• [Problem to solve]:
Would you reproduce every record exactly, leaving out the pictures?

• [The data]:
===

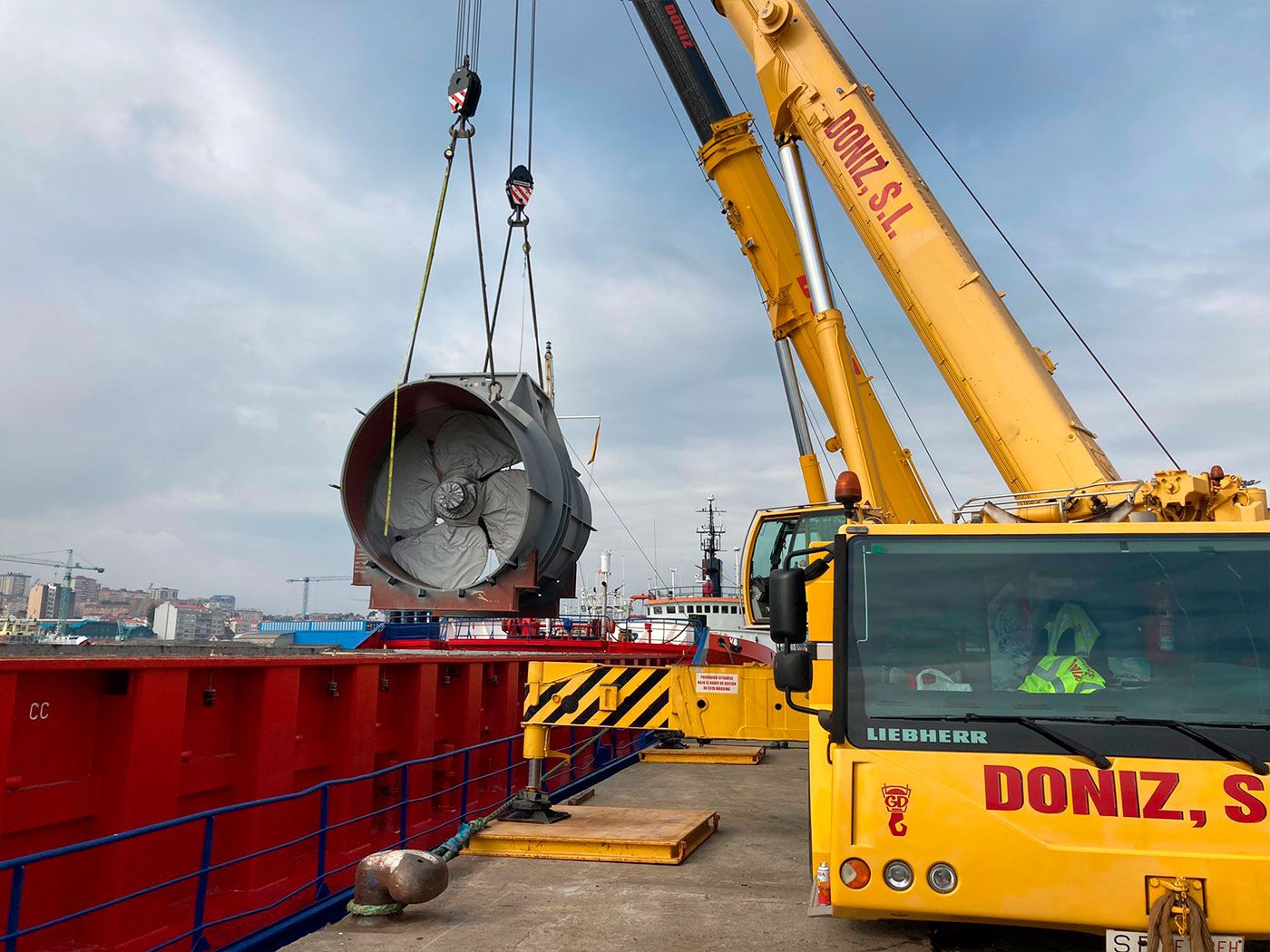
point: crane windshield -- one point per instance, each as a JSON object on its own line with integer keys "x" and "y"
{"x": 1094, "y": 630}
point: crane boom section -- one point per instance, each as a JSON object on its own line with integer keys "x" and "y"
{"x": 1002, "y": 384}
{"x": 864, "y": 434}
{"x": 733, "y": 160}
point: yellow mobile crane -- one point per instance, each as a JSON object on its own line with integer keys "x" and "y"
{"x": 1053, "y": 713}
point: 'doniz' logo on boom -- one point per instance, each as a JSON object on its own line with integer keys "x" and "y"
{"x": 681, "y": 28}
{"x": 861, "y": 159}
{"x": 895, "y": 799}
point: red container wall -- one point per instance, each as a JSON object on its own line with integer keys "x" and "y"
{"x": 97, "y": 746}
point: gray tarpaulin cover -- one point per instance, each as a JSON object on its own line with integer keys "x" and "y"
{"x": 451, "y": 552}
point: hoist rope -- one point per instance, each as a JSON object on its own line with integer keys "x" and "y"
{"x": 418, "y": 315}
{"x": 1010, "y": 244}
{"x": 533, "y": 305}
{"x": 480, "y": 264}
{"x": 516, "y": 56}
{"x": 518, "y": 219}
{"x": 533, "y": 44}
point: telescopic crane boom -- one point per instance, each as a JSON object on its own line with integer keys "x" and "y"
{"x": 733, "y": 160}
{"x": 1048, "y": 459}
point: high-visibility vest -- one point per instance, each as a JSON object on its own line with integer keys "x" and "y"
{"x": 1067, "y": 675}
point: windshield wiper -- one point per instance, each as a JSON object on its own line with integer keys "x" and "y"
{"x": 1069, "y": 744}
{"x": 1212, "y": 743}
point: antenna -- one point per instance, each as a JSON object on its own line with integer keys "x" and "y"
{"x": 710, "y": 533}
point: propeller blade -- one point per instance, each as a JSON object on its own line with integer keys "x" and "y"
{"x": 474, "y": 444}
{"x": 507, "y": 507}
{"x": 444, "y": 556}
{"x": 415, "y": 481}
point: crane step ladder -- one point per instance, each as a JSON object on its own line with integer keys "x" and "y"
{"x": 737, "y": 702}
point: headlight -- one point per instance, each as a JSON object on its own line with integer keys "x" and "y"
{"x": 942, "y": 878}
{"x": 898, "y": 875}
{"x": 855, "y": 873}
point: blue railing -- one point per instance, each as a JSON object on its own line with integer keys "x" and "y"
{"x": 605, "y": 759}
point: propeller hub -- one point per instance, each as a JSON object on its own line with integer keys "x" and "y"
{"x": 454, "y": 498}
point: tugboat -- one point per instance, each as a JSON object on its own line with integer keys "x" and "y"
{"x": 679, "y": 612}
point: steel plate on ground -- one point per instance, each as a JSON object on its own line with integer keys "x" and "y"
{"x": 602, "y": 833}
{"x": 708, "y": 754}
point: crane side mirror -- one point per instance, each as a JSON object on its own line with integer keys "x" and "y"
{"x": 791, "y": 670}
{"x": 786, "y": 602}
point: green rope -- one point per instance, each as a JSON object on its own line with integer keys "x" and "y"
{"x": 385, "y": 909}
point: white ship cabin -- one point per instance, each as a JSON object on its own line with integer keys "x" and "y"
{"x": 723, "y": 613}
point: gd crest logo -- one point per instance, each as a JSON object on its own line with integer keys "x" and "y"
{"x": 895, "y": 799}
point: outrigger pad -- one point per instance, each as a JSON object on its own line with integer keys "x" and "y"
{"x": 532, "y": 808}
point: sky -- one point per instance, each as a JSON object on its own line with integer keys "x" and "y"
{"x": 213, "y": 219}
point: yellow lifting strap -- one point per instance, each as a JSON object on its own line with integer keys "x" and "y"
{"x": 418, "y": 314}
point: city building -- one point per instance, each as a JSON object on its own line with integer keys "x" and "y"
{"x": 44, "y": 600}
{"x": 15, "y": 584}
{"x": 188, "y": 621}
{"x": 121, "y": 605}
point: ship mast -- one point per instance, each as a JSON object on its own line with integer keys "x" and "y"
{"x": 710, "y": 533}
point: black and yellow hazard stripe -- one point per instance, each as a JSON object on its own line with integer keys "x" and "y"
{"x": 643, "y": 700}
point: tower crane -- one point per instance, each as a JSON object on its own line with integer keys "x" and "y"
{"x": 308, "y": 579}
{"x": 64, "y": 600}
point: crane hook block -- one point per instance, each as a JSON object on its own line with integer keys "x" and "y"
{"x": 464, "y": 92}
{"x": 520, "y": 187}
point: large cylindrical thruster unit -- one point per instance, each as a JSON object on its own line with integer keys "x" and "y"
{"x": 485, "y": 513}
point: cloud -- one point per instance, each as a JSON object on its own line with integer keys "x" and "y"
{"x": 216, "y": 218}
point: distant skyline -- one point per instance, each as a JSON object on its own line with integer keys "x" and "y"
{"x": 216, "y": 219}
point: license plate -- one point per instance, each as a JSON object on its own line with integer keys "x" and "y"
{"x": 1120, "y": 941}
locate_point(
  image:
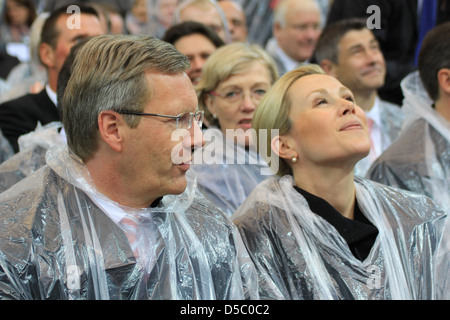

===

• [Reply to the exercise]:
point: crane windshield -- one point per instance, each as a JSON object on its own line with integer keys "x" and "y"
{"x": 1094, "y": 630}
point: crane boom section -- one point per instance, each as a JSON object on its own line with integer keys "x" and "y"
{"x": 1002, "y": 384}
{"x": 864, "y": 434}
{"x": 733, "y": 160}
point: yellow mobile crane -- one point per instance, each as a JSON object on its own line with integer keys "x" and "y"
{"x": 1053, "y": 713}
point: 'doniz' logo on boom -- one point per instance, each as a JSON object on its own line with integer keys "x" and "y"
{"x": 681, "y": 28}
{"x": 861, "y": 159}
{"x": 895, "y": 799}
point: red container wall -- one point per instance, each as a JSON object on its own line with integer keys "x" and "y"
{"x": 97, "y": 746}
point: gray tarpaulin cover -- one point per instance, each as a JSON object on its own line with integer keys "x" and "y"
{"x": 451, "y": 552}
point: hoist rope -- one point per instance, each as a JSON object on its own line with integer keys "x" and "y"
{"x": 418, "y": 315}
{"x": 1010, "y": 244}
{"x": 533, "y": 305}
{"x": 480, "y": 264}
{"x": 516, "y": 56}
{"x": 518, "y": 219}
{"x": 533, "y": 44}
point: telescopic crane boom -- one point per instance, each as a JSON object on its own line with integer keys "x" and "y"
{"x": 733, "y": 160}
{"x": 1048, "y": 459}
point: high-visibility vest -- one point per instance, each as a JSON object on its own line with integer keys "x" and "y"
{"x": 1067, "y": 675}
point: windshield wiper -- one point per instance, each as a JSON object on its own line with integer keys "x" and "y"
{"x": 1069, "y": 744}
{"x": 1212, "y": 743}
point: antenna -- one point per instance, each as a JSON object on its own line with integer keys "x" and "y"
{"x": 710, "y": 533}
point: propeller blade -- one point per instance, each as a JSON object on its own line with integer keys "x" and "y"
{"x": 474, "y": 444}
{"x": 507, "y": 507}
{"x": 444, "y": 556}
{"x": 415, "y": 481}
point: crane step ladder -- one point per instance, each as a JSON object on its own line with integer keys "x" and "y"
{"x": 737, "y": 702}
point: headlight -- one point per instance, each as a JSON object on its own line with integer keys "x" and "y"
{"x": 942, "y": 878}
{"x": 898, "y": 875}
{"x": 855, "y": 873}
point: blue railing -- one point per instance, each as a JSON object on its own line with integer keys "x" and "y"
{"x": 605, "y": 759}
point: propeller hub -- one point per instance, each as a JSON object on its own line with integer keys "x" and "y"
{"x": 454, "y": 498}
point: tugboat -- one point per instance, each as a JSON object on its own line with integer keys "x" and "y"
{"x": 679, "y": 612}
point: steel plate on ground -- one point per instance, each as a JSON object on its own line with integer keys "x" and "y"
{"x": 602, "y": 833}
{"x": 708, "y": 754}
point: crane side mirror -- one point per instance, each as a JSON object on its own line with integer keys "x" and "y"
{"x": 791, "y": 670}
{"x": 786, "y": 602}
point: green rope -- one point per instance, each as a JSON object on its own line with integer keys "x" and "y"
{"x": 385, "y": 909}
point: white ship cabin -- one point per instance, each as a JSON object on its own line with integer keys "x" and "y"
{"x": 723, "y": 613}
point: gd crest logo -- one point per instance, each as a JSON object on its own line with integer keys "x" and "y"
{"x": 895, "y": 799}
point: outrigger pad -- one point per instance, each as a JSON object on its own line with integer keys "x" and "y"
{"x": 532, "y": 808}
point: sky -- one point per instance, each as a JSON object on its own line with integer keys "x" and "y"
{"x": 213, "y": 219}
point: yellow lifting strap -- one point per instance, each as a JSON object on its own line with integer keys "x" and "y"
{"x": 418, "y": 314}
point: city building -- one point per instance, each as a JSON object on its own line with integer keys "x" and "y"
{"x": 44, "y": 600}
{"x": 15, "y": 584}
{"x": 188, "y": 621}
{"x": 121, "y": 605}
point: ship mast -- one point per instance, each as a JSON object on its own line with integer keys "x" and "y"
{"x": 710, "y": 533}
point: black and yellow hazard stripe -- one point per instance, each as a JSON object on its own line with integer keys "x" and "y"
{"x": 643, "y": 700}
point: tower crane -- one point per instance, each as a JSON object on its own line with integer keys "x" and "y"
{"x": 308, "y": 579}
{"x": 64, "y": 600}
point: crane hook block -- one point per instance, each as a JSON object on its own line with integer keys "x" and "y"
{"x": 464, "y": 92}
{"x": 520, "y": 187}
point: large cylindrical thruster unit -- one point per instance, each as a JSON object on its own line with integer keys "x" and "y"
{"x": 485, "y": 513}
point: cloud -- one point per instance, each as a JSON object on its own line with integer keys "x" and "y"
{"x": 216, "y": 218}
point: distant skyline -- one point per instance, each as a JSON object on its own line with integer keys "x" and "y"
{"x": 216, "y": 219}
point: license plate -- one point per instance, each as a JSON object on its own line with integer keys "x" and "y"
{"x": 1120, "y": 941}
locate_point(
  image:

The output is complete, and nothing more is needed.